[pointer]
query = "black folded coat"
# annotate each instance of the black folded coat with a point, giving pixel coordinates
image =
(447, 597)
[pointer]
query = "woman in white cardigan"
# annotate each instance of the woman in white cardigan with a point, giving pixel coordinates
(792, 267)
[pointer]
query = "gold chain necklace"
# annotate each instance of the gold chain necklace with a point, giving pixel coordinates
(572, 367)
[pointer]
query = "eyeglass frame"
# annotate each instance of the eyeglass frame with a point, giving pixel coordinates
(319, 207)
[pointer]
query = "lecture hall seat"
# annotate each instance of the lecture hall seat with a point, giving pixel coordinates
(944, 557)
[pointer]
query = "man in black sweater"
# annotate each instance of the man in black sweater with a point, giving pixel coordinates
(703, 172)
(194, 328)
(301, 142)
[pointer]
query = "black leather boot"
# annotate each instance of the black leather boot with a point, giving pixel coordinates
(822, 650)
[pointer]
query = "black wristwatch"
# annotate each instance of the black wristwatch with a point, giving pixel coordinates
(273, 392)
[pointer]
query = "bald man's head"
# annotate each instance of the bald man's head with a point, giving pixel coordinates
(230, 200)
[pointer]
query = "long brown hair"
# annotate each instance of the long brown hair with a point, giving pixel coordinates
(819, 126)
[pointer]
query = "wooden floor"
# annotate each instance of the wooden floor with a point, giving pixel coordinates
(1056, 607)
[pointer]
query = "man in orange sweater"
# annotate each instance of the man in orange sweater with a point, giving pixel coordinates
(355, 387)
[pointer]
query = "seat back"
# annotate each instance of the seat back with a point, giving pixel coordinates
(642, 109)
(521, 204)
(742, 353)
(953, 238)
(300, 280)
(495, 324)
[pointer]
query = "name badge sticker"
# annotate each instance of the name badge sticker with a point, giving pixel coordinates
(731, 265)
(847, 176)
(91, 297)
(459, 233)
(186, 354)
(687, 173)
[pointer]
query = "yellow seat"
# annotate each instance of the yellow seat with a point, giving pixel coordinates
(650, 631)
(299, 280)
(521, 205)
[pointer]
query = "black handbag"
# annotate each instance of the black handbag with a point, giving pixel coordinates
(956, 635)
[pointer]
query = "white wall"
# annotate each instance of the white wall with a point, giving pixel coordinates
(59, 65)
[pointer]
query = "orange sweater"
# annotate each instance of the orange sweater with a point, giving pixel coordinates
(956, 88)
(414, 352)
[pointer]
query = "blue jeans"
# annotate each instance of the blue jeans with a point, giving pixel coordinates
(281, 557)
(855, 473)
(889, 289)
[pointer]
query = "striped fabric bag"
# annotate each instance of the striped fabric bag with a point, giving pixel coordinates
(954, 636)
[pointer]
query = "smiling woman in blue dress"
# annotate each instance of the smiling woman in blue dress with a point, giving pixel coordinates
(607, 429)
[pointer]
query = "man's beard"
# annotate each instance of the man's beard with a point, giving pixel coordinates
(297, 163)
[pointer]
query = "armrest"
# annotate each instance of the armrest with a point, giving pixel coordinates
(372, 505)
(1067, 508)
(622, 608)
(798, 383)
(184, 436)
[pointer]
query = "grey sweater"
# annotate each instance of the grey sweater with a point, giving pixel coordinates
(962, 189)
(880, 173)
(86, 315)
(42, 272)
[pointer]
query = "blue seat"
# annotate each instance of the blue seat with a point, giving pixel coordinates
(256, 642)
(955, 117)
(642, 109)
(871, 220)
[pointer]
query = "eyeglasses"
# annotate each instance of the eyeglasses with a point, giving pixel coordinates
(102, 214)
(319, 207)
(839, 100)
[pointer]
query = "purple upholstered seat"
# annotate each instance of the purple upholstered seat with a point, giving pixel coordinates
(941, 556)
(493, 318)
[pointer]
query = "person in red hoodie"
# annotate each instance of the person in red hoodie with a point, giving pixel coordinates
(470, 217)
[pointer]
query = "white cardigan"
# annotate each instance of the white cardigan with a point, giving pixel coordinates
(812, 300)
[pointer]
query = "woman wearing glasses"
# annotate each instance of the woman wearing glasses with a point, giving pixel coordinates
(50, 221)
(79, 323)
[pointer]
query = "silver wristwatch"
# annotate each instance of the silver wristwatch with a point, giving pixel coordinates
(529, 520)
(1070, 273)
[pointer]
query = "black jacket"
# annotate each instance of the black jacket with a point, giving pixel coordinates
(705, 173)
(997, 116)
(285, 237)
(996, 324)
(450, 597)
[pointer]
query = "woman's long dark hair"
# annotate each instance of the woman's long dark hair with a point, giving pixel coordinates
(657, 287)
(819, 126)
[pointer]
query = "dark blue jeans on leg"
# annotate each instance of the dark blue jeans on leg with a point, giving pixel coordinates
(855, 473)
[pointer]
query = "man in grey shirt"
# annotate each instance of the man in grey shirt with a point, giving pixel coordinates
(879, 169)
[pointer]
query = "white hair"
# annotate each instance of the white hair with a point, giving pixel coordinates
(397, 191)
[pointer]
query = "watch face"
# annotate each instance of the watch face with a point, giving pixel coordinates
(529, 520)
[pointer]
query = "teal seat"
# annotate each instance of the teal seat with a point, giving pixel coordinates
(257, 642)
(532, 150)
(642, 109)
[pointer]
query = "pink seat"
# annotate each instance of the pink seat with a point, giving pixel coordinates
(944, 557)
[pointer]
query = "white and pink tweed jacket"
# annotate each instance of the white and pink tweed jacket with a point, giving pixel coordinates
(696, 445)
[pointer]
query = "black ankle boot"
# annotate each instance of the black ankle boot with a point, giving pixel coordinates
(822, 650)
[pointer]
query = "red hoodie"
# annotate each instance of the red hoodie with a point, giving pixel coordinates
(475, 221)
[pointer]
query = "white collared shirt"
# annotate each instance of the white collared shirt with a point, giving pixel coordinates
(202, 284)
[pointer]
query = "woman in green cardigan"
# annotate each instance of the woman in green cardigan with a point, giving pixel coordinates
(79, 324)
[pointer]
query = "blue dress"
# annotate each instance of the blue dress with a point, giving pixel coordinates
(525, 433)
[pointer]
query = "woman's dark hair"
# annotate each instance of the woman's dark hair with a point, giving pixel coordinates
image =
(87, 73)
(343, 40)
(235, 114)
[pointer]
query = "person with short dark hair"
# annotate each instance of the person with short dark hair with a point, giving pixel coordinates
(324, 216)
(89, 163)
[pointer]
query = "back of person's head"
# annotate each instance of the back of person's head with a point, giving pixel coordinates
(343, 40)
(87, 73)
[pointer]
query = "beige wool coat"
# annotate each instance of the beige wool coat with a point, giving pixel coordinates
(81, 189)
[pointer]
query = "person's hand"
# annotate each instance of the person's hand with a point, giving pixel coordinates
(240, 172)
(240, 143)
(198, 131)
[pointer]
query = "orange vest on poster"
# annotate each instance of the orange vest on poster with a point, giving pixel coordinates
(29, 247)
——————————
What you have to do →
Count the lines in the data above that contain the word "leather", and reply with that number alone.

Worked answer →
2